- _Assignment_
Copy each of the records word for word, changing nothing.

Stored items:
:::
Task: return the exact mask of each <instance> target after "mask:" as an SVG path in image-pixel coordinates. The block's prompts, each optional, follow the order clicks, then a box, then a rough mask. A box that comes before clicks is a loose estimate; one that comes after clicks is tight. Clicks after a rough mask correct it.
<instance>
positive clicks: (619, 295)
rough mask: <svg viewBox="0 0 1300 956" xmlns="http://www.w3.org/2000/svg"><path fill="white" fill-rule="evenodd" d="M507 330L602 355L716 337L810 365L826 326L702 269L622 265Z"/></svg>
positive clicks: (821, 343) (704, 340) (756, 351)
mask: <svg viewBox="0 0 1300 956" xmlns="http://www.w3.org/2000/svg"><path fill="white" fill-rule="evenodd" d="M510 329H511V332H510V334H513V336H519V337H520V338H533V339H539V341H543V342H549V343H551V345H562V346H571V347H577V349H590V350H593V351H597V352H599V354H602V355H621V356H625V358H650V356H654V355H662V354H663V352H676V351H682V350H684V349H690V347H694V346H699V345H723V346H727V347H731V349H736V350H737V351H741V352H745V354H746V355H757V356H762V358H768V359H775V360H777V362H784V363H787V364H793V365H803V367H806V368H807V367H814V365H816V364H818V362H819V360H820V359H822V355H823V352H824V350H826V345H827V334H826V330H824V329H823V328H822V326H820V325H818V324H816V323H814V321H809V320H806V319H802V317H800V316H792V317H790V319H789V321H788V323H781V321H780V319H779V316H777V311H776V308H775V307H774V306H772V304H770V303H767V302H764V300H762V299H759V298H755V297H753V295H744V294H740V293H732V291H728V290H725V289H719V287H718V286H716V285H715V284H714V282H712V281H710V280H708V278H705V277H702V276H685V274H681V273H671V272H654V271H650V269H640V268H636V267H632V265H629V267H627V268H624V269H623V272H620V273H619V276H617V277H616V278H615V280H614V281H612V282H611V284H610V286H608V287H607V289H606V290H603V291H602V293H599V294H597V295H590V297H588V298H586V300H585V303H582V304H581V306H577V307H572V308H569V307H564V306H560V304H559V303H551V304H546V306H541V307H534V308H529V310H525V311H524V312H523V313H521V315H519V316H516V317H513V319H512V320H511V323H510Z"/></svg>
:::
- _Reply_
Task: return the exact mask of each <instance> target after "mask:" as an SVG path in image-pixel coordinates. The block's prompts, each optional, follow the order clicks, then a box, then a rough mask. A box that comes before clicks is a loose estimate; one that comes after clicks is tight. Clicks after a rough mask correct it.
<instance>
positive clicks: (619, 295)
rough mask: <svg viewBox="0 0 1300 956" xmlns="http://www.w3.org/2000/svg"><path fill="white" fill-rule="evenodd" d="M507 330L602 355L716 337L810 365L826 326L702 269L622 265Z"/></svg>
positive clicks: (821, 343) (704, 340) (756, 351)
mask: <svg viewBox="0 0 1300 956" xmlns="http://www.w3.org/2000/svg"><path fill="white" fill-rule="evenodd" d="M510 329H511V332H510V334H513V336H519V337H520V338H533V339H539V341H543V342H549V343H551V345H562V346H571V347H577V349H590V350H593V351H597V352H599V354H602V355H621V356H625V358H650V356H654V355H662V354H663V352H676V351H682V350H684V349H690V347H694V346H699V345H723V346H727V347H731V349H736V350H737V351H741V352H745V354H746V355H757V356H762V358H768V359H775V360H777V362H784V363H787V364H793V365H803V367H806V368H807V367H814V365H816V364H818V362H819V360H820V359H822V355H823V352H824V350H826V345H827V334H826V330H824V329H823V328H822V326H820V325H818V324H816V323H814V321H809V320H806V319H802V317H800V316H792V317H790V319H789V321H788V323H781V321H780V319H779V316H777V311H776V308H775V307H774V306H772V304H770V303H767V302H764V300H762V299H759V298H755V297H753V295H744V294H740V293H732V291H728V290H725V289H719V287H718V286H716V285H715V284H714V282H712V281H710V280H708V278H705V277H702V276H685V274H681V273H671V272H654V271H650V269H640V268H636V267H632V265H629V267H627V268H624V269H623V272H620V273H619V276H617V277H616V278H615V280H614V281H612V282H611V284H610V286H608V287H607V289H606V290H603V291H602V293H599V294H597V295H590V297H588V298H586V300H585V303H582V304H581V306H577V307H572V308H569V307H564V306H560V304H559V303H551V304H546V306H541V307H534V308H529V310H525V311H524V312H523V313H521V315H519V316H516V317H513V319H512V320H511V323H510Z"/></svg>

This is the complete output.